#### [Job item]
Locate each line in the listing below that contains the word "positive" and copy every such line out in full.

#### [Provided records]
BEGIN

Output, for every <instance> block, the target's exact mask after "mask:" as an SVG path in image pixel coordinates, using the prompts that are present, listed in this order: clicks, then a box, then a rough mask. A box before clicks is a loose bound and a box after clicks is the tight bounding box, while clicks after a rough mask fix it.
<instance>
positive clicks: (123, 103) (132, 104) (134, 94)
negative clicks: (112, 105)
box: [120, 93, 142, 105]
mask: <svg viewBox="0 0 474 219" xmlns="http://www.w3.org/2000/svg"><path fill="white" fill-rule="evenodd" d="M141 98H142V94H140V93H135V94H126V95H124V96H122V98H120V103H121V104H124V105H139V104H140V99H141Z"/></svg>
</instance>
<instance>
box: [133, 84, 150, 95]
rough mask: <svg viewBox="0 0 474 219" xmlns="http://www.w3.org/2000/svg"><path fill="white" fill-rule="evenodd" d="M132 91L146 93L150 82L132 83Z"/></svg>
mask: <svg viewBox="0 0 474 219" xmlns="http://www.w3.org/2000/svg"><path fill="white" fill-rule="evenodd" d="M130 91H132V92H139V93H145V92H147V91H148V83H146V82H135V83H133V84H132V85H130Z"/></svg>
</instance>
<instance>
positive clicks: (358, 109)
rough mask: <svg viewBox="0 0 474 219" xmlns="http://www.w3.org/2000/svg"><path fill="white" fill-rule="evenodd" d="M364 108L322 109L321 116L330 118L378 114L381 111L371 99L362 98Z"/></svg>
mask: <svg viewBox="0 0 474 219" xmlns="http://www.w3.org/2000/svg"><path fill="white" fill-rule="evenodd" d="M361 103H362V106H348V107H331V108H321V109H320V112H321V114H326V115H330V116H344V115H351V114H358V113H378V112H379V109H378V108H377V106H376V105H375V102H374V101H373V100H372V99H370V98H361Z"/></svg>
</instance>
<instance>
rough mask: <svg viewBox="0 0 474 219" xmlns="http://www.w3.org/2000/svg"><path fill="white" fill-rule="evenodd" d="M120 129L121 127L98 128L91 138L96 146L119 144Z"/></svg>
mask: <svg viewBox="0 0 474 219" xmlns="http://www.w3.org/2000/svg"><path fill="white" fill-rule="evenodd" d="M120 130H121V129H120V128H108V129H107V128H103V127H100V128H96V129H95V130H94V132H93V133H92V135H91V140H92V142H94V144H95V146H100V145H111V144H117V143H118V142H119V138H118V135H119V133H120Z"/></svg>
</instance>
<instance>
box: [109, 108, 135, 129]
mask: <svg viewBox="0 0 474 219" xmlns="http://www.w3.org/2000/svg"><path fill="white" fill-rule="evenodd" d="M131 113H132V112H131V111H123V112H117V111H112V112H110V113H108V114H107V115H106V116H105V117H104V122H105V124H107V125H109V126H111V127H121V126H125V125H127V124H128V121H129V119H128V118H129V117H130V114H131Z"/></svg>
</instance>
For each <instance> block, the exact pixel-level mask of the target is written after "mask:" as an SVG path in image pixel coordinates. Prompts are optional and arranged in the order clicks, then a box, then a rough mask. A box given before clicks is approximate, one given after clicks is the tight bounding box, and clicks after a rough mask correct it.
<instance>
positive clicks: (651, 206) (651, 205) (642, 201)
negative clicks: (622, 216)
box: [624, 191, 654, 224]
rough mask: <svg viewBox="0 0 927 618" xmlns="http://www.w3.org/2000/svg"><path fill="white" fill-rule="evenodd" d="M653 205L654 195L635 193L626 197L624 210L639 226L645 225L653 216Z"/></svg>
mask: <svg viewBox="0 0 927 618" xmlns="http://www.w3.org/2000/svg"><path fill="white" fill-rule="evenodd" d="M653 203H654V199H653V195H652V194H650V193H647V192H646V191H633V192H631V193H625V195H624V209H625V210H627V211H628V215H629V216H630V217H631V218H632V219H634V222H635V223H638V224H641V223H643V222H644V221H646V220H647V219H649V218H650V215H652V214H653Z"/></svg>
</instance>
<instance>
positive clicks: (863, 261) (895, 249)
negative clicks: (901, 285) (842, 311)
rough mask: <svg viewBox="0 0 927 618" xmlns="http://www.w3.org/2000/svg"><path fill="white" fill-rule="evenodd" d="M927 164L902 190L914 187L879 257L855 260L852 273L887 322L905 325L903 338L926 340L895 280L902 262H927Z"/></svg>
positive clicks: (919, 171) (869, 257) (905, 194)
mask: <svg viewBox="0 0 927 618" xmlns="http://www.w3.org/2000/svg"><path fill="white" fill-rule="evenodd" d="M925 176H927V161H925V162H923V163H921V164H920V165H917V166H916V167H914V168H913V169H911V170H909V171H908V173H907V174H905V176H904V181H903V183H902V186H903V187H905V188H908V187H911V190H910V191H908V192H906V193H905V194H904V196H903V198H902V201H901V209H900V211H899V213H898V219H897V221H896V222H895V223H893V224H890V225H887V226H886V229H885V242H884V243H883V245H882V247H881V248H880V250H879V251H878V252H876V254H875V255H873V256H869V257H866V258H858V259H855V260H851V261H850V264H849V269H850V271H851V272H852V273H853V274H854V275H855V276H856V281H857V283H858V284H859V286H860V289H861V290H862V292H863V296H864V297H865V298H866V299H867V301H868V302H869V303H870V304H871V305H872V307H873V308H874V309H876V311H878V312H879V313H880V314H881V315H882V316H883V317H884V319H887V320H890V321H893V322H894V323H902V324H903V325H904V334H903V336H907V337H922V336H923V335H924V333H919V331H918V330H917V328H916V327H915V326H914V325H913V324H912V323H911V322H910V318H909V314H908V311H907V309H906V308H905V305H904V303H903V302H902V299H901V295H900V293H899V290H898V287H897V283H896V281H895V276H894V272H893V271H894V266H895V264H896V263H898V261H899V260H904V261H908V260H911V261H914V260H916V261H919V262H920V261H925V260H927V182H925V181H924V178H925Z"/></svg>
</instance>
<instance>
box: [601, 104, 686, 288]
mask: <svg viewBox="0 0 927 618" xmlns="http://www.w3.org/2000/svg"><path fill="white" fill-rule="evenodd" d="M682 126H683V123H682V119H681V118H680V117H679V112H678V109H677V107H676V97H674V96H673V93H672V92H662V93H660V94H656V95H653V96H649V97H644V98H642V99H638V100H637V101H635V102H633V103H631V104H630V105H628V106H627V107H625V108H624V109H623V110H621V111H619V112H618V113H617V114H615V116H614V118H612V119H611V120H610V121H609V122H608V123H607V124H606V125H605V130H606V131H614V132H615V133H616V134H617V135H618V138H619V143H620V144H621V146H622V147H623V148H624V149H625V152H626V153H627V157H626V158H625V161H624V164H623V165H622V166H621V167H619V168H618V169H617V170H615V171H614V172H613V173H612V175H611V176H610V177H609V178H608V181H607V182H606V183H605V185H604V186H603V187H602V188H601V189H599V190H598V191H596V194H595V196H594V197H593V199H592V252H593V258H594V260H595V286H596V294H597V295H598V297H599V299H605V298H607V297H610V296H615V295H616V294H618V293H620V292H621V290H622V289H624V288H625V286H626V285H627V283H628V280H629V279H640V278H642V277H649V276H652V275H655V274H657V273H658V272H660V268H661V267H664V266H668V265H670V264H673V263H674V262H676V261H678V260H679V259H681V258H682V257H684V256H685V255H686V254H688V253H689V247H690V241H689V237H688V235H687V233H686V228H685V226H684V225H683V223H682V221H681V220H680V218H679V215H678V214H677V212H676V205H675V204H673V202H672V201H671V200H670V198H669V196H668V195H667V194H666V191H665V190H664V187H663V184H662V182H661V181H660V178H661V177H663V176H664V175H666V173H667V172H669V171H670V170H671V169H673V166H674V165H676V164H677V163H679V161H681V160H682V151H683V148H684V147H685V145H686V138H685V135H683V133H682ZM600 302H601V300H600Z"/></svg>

END

#### [Solution]
positive clicks: (123, 103) (132, 104) (134, 94)
positive clicks: (358, 109)
positive clicks: (651, 206) (651, 205) (642, 201)
positive clicks: (863, 261) (895, 249)
positive clicks: (919, 171) (869, 257) (905, 194)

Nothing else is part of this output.